Tarefas propostas:
(a) Por favor, retorne sem alterações tudo o que vai de "Após este estudo, inúmeras" até "et al., 1989)." no texto sobre a síndrome do estresse tibial medial.
(b) Responda com base no texto sobre a síndrome do estresse tibial medial:
(i) Em que ano a American Medical Association definiu a SETM?
(ii) Qual é a faixa de incidência da SETM entre corredores?
(iii) Quem publicou a primeira etiologia da SETM e em que década?
(c) Segundo o texto sobre a síndrome do estresse tibial medial, por que forças de tração poderiam ocorrer no periósteo da tíbia, de acordo com Devas? Explique em até três frases.

Trecho para leitura:
* * * *
A Síndrome do Estresse Tibial Medial do Corredor

12 de setembro de 2018 | Por

A síndrome do estresse tibial medial (SETM) é definida como “um complexo sintomático visto em atletas que se queixam de dor induzida por exercício ao longo da região póstero-medial e distal da tíbia” (Mubarak, Gould, Lee, Schmidt, & Harges, 1982). A SETM é uma das causas mais comuns de dor na perna induzida pelo exercício durante a execução e uma causa comum de lesões relacionadas à corrida.

Em 1966, a American Medical Association definiu a SETM como “dor e desconforto na perna devido a corrida repetitiva em superfícies duras ou uso excessivo forçado dos flexores do pé”(Association, 1966).

Canelite ou ”Shin splint” é o nome mais popular, mas também é chamada de síndrome do estresse tibial medial, síndrome do estresse tibial, síndrome tibial posterior e síndrome do sóleo. Esses nomes derivam do local da dor que aparece na região póstero-medial da tíbia distal, causado por movimentos de exercício ou corrida.

A dor está presente ao longo do bordo póstero-medial da tíbia numa extensão de 5 cm e por pelo menos 2 semanas (Yates & White, 2004). A definição da SETM é clara, mas a sua etiologia ainda é incerta. A dor é geralmente localizada e apresenta caráter insidioso, piora com as atividades de impacto e manifesta-se inicialmente após o treinamento, evoluindo para a limitação progressiva da atividade física.

As causas da SETM ainda não são devidamente esclarecidas e os mecanismo de prevenção ainda são pouco claros, enquanto a incidência da SETM continua crescendo no meio esportivo.

Entre as lesões relacionadas à corrida, a SETM é uma das lesões mais comuns e as taxas de incidência são especialmente altas. A incidência da SETM entre corredores varia entre 4% a 35% em populações fisicamente ativas (Bennett et al., 2001; Clanton e Solcher, 1994). Por fim, Plisky et al. (2007) relataram que a SETM ocorreu 2,8 vezes por 1000 exposições esportivas.

A primeira etiologia da SETM foi publicada por Devas na década de 1950, e foi ele quem introduziu a teoria da tração fascial na tíbia. Devas afirmou que forças de tração poderiam ocorrer no periósteo da tíbia devido à forte ativação do músculo da panturrilha em pessoas com a SETM (Devas, 1958).

Após este estudo, inúmeras teorias para a causa da SETM foram propostas envolvendo os músculos da perna. A maioria da literatura apontava para os músculos flexores plantares, incluindo os músculos sóleo, tibial posterior e flexor longo dos dedos, envolvidos no desenvolvimento da SETM como fatores mecânicos (Beck & Osternig, 1994; Bouche & Johnson, 2007; Jones & James, 1987); Saxena et al., 1989).
* * * *
Entradas salvas:
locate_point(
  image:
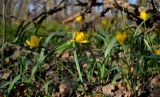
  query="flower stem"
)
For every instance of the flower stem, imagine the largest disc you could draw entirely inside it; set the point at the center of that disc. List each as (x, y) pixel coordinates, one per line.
(77, 64)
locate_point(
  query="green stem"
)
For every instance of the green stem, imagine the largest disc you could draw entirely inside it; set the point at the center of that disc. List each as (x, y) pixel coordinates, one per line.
(77, 64)
(4, 31)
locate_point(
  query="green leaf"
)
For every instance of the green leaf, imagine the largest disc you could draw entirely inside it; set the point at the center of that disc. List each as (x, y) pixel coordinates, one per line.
(13, 82)
(62, 47)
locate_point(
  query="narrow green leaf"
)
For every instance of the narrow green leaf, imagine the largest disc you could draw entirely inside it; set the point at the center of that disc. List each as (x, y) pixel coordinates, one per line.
(13, 82)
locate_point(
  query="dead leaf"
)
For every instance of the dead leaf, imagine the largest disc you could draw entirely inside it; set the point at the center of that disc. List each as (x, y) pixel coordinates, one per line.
(65, 89)
(107, 90)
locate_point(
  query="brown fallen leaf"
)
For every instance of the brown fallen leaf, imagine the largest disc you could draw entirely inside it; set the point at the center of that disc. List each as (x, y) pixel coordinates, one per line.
(107, 89)
(65, 89)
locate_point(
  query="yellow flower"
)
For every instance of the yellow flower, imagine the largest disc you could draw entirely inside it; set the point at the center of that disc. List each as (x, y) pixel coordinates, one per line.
(79, 37)
(79, 19)
(34, 42)
(157, 52)
(121, 37)
(104, 22)
(143, 15)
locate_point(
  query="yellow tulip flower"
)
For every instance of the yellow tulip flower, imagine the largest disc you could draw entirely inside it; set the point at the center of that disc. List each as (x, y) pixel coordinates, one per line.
(79, 37)
(157, 52)
(121, 37)
(143, 15)
(33, 42)
(79, 19)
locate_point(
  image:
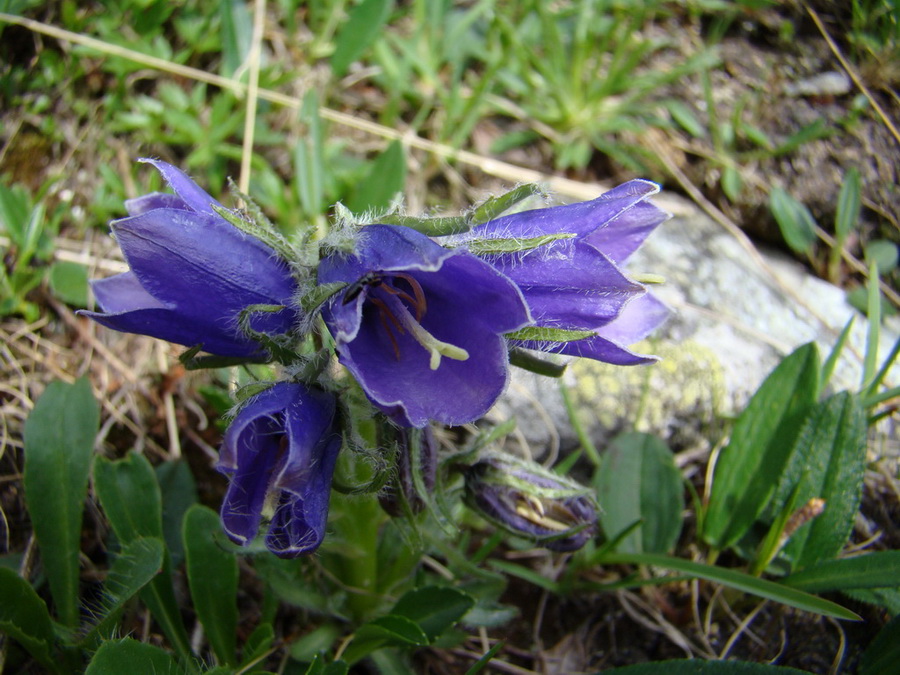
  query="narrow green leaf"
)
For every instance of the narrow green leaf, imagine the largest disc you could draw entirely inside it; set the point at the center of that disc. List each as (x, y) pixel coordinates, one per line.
(385, 180)
(762, 588)
(213, 577)
(796, 222)
(732, 183)
(748, 468)
(129, 494)
(435, 609)
(309, 158)
(25, 618)
(133, 568)
(638, 480)
(835, 354)
(124, 656)
(849, 201)
(685, 118)
(873, 334)
(872, 570)
(883, 655)
(828, 462)
(235, 35)
(491, 246)
(362, 28)
(385, 631)
(59, 443)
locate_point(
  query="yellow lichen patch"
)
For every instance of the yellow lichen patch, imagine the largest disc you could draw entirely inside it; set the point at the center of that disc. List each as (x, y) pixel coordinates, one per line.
(687, 383)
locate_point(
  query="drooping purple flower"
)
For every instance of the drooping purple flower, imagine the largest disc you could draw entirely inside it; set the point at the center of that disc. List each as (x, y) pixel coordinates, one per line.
(532, 502)
(576, 283)
(192, 273)
(280, 451)
(420, 326)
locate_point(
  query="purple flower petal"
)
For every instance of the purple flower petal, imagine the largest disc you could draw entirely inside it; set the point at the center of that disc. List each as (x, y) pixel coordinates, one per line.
* * * *
Respostas esperadas:
(a)
Após este estudo, inúmeras teorias para a causa da SETM foram propostas envolvendo os músculos da perna. A maioria da literatura apontava para os músculos flexores plantares, incluindo os músculos sóleo, tibial posterior e flexor longo dos dedos, envolvidos no desenvolvimento da SETM como fatores mecânicos (Beck & Osternig, 1994; Bouche & Johnson, 2007; Jones & James, 1987); Saxena et al., 1989).

(b)
(i) Em 1966.
(ii) De 4% a 35% em populações fisicamente ativas.
(iii) Devas, na década de 1950.

(c) De acordo com Devas, essas forças de tração poderiam ocorrer no periósteo da tíbia devido à forte ativação do músculo da panturrilha em pessoas com a SETM.